__Problems and tasks__:
(a) Answer these questions using the study abstract on cesarean section and type 1 diabetes:
(i) Between which years were the singleton live births in the cohort born?
(ii) From which register were the type 1 diabetes diagnoses identified?
(iii) Which mode of delivery served as the reference group?
(b) Reproduce word for word the passage of the study abstract on cesarean section and type 1 diabetes, starting at "We investigated the" and ending at "delivery and T1D.".
(c) Resume the study abstract on cesarean section and type 1 diabetes, continuing from its final sentence.

__Document extract__:
We investigated the association between cesarean section (CS) and type 1 diabetes (T1D), and if the association remains after accounting for familial confounding by using a sibling-control design.
We conducted a population-based cohort study of all singleton live births in Sweden between 1982 and 2009, followed by sibling-control analyses. T1D diagnoses were identified from the Swedish National Patient Register. Mode of delivery was categorized into unassisted vaginal delivery (reference group), instrumental vaginal delivery (IVD), emergency CS, and elective CS. The statistical analysis was conducted in 2 steps: firstly log-linear Poisson regression with aggregated person-years by using the full cohort; secondly, conditional logistic regression for sibling-control analyses. The sibling analysis included siblings who were discordant for both mode of delivery and T1D.

__Collected data__:
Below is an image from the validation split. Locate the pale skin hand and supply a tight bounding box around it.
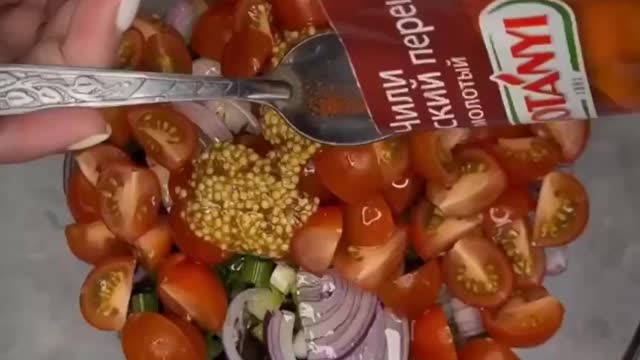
[0,0,139,163]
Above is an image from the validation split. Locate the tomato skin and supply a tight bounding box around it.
[158,261,227,333]
[342,195,395,246]
[333,228,407,291]
[64,221,131,265]
[272,0,329,31]
[382,175,424,216]
[97,164,162,243]
[80,256,136,331]
[442,236,514,308]
[191,1,239,62]
[314,145,383,204]
[458,338,520,360]
[377,261,442,320]
[482,287,564,347]
[169,204,233,265]
[67,169,100,223]
[411,305,458,360]
[122,312,206,360]
[291,206,343,275]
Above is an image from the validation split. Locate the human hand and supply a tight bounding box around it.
[0,0,140,163]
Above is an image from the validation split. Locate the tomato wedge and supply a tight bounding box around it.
[533,172,589,246]
[409,200,482,260]
[291,206,343,275]
[333,228,407,291]
[491,137,562,184]
[64,221,131,265]
[122,312,206,360]
[116,28,144,70]
[382,175,424,216]
[75,144,132,186]
[133,219,173,273]
[458,338,520,360]
[272,0,329,31]
[427,148,507,216]
[80,256,136,331]
[191,1,235,61]
[342,195,395,246]
[314,145,384,204]
[98,164,162,243]
[129,107,199,171]
[410,129,468,186]
[67,169,100,223]
[169,204,233,265]
[442,236,514,308]
[377,261,442,320]
[158,261,227,333]
[411,305,458,360]
[482,287,564,347]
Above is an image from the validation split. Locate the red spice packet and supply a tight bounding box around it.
[323,0,640,134]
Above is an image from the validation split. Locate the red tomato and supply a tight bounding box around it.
[291,206,343,275]
[458,338,520,360]
[482,187,535,238]
[67,169,100,223]
[169,204,233,265]
[377,260,442,320]
[482,287,564,347]
[80,256,136,331]
[373,137,411,185]
[272,0,329,30]
[133,219,173,273]
[121,312,206,360]
[536,120,591,162]
[333,228,407,291]
[382,175,424,216]
[98,107,132,148]
[533,172,589,246]
[158,261,227,333]
[191,1,235,61]
[491,137,562,184]
[342,195,395,246]
[411,305,458,360]
[314,145,383,204]
[129,107,199,171]
[427,148,507,216]
[298,159,334,204]
[75,144,132,186]
[221,26,273,78]
[442,236,514,307]
[409,200,482,260]
[98,165,162,243]
[116,28,144,70]
[64,221,131,265]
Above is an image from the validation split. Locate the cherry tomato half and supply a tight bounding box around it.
[158,261,227,333]
[442,236,514,307]
[64,221,131,265]
[342,195,395,246]
[411,305,458,360]
[122,312,206,360]
[80,256,136,331]
[533,172,589,246]
[427,148,507,216]
[377,261,442,320]
[98,164,162,243]
[482,287,564,347]
[291,206,343,275]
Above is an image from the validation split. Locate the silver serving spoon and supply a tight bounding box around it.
[0,33,386,145]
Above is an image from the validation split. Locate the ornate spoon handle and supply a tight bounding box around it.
[0,65,291,116]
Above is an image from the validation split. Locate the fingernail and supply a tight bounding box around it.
[67,124,111,151]
[116,0,140,32]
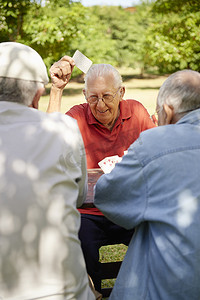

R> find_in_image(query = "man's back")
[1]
[0,102,94,300]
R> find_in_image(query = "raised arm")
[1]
[47,55,75,113]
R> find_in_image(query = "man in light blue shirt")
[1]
[95,70,200,300]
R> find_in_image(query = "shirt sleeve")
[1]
[94,144,147,229]
[136,103,156,131]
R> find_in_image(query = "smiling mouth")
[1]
[98,109,108,114]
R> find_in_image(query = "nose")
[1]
[97,98,105,107]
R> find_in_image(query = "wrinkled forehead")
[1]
[86,73,117,92]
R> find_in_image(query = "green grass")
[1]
[99,244,128,288]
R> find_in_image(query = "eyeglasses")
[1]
[86,87,121,104]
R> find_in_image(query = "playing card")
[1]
[98,155,122,173]
[72,50,92,74]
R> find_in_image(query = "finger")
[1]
[60,55,75,67]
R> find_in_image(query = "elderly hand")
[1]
[50,55,75,90]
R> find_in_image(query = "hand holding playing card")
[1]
[98,155,122,173]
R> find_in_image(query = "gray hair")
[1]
[84,64,122,90]
[157,70,200,113]
[0,77,44,106]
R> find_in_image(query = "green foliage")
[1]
[0,0,36,42]
[21,3,88,67]
[146,0,200,73]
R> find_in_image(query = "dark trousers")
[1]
[79,214,134,292]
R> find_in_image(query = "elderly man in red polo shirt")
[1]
[48,56,155,292]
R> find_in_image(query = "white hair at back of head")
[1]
[84,64,122,90]
[157,70,200,113]
[0,77,44,106]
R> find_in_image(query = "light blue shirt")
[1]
[95,109,200,300]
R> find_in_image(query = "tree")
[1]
[146,0,200,73]
[0,0,36,42]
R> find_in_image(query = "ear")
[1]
[29,88,45,109]
[163,103,174,125]
[120,86,125,101]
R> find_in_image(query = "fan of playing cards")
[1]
[72,50,92,74]
[98,151,128,174]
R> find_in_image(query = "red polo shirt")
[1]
[66,100,155,215]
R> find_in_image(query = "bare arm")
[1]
[47,56,75,113]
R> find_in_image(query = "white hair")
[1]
[84,64,122,90]
[0,77,44,106]
[157,70,200,113]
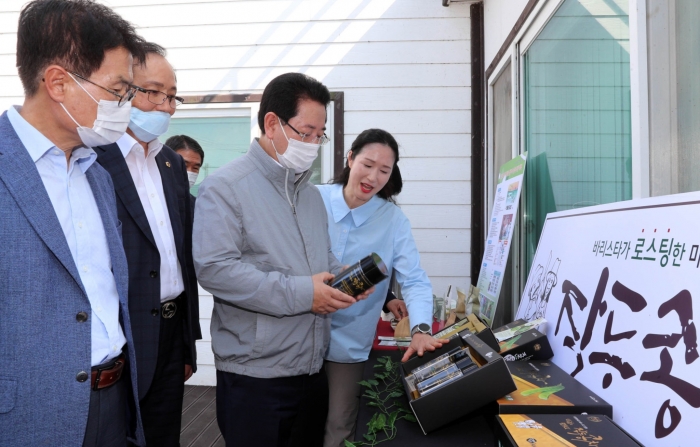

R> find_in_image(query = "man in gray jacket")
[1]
[193,73,367,446]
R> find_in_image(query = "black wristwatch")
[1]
[411,323,432,337]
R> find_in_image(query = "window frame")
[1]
[179,91,345,183]
[482,0,651,315]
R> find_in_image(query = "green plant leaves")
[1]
[352,356,417,447]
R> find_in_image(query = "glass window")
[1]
[523,0,632,275]
[160,115,250,196]
[160,102,334,196]
[490,62,515,327]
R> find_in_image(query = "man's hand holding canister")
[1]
[311,272,357,314]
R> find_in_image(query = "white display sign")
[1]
[476,152,527,326]
[517,193,700,446]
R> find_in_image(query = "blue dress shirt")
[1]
[7,107,126,366]
[318,184,433,363]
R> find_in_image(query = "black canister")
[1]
[331,253,388,296]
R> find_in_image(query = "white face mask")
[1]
[187,171,199,188]
[270,118,321,174]
[61,73,131,147]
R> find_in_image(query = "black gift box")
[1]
[435,314,499,352]
[496,360,613,418]
[495,414,642,447]
[401,331,515,434]
[493,320,554,362]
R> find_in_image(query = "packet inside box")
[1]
[493,319,554,362]
[496,414,641,447]
[433,314,499,352]
[496,360,613,417]
[401,331,515,434]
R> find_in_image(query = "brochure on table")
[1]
[516,192,700,445]
[476,152,527,326]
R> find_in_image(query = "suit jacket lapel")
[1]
[0,112,85,292]
[95,143,156,247]
[156,150,183,254]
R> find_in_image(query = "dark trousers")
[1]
[136,300,185,447]
[83,366,127,447]
[216,369,328,447]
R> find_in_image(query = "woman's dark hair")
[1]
[258,73,331,135]
[165,135,204,164]
[17,0,145,97]
[331,129,403,202]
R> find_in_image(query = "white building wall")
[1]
[0,0,474,384]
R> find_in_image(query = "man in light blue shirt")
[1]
[7,106,126,366]
[0,0,144,447]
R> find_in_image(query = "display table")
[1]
[355,321,495,447]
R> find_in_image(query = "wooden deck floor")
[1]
[180,385,225,447]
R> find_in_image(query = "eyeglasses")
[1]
[284,121,331,146]
[68,71,136,107]
[131,84,185,109]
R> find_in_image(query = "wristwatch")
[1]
[411,323,432,337]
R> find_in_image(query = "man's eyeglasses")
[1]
[131,84,185,109]
[68,71,136,107]
[283,121,331,146]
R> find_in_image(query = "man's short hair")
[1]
[17,0,145,97]
[165,135,204,164]
[134,42,167,67]
[258,73,331,135]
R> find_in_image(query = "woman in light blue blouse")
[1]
[318,129,444,447]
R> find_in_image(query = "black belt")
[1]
[160,292,185,319]
[90,354,125,391]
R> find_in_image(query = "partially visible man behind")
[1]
[165,135,204,207]
[0,0,144,447]
[193,73,367,447]
[95,42,202,447]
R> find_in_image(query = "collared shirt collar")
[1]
[7,106,97,172]
[117,132,163,158]
[331,184,384,227]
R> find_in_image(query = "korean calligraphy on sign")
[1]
[517,193,700,445]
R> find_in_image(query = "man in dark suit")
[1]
[96,44,201,447]
[0,0,144,447]
[165,135,204,212]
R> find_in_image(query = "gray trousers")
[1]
[323,360,367,447]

__Answers in order__:
(a)
(i) Between 1982 and 2009.
(ii) The Swedish National Patient Register.
(iii) Unassisted vaginal delivery.

(b)
We investigated the association between cesarean section (CS) and type 1 diabetes (T1D), and if the association remains after accounting for familial confounding by using a sibling-control design.
We conducted a population-based cohort study of all singleton live births in Sweden between 1982 and 2009, followed by sibling-control analyses. T1D diagnoses were identified from the Swedish National Patient Register. Mode of delivery was categorized into unassisted vaginal delivery (reference group), instrumental vaginal delivery (IVD), emergency CS, and elective CS. The statistical analysis was conducted in 2 steps: firstly log-linear Poisson regression with aggregated person-years by using the full cohort; secondly, conditional logistic regression for sibling-control analyses. The sibling analysis included siblings who were discordant for both mode of delivery and T1D.

(c)
In the cohort analyses (N = 2 638 083), there was an increased risk of childhood T1D among children born by elective CS (adjusted relative risk [RR] = 1.15 [95% confidence interval: 1.06-1.25]) and IVD (RR=1.14 [1.06-1.23]) but not emergency CS (RR = 1.02 [0.95-1.11]) when compared with children born by unassisted vaginal birth. However, the effect of elective CS and IVD on childhood T1D almost disappeared and became nonsignificant in the sibling-control analyses.
The present findings suggest a small association between elective CS and IVD and T1D. The sibling-control results, however, suggest that these findings are not consistent with causal effects of mode of delivery on T1D and may be due to familial confounders such as genetic susceptibility and environmental factors.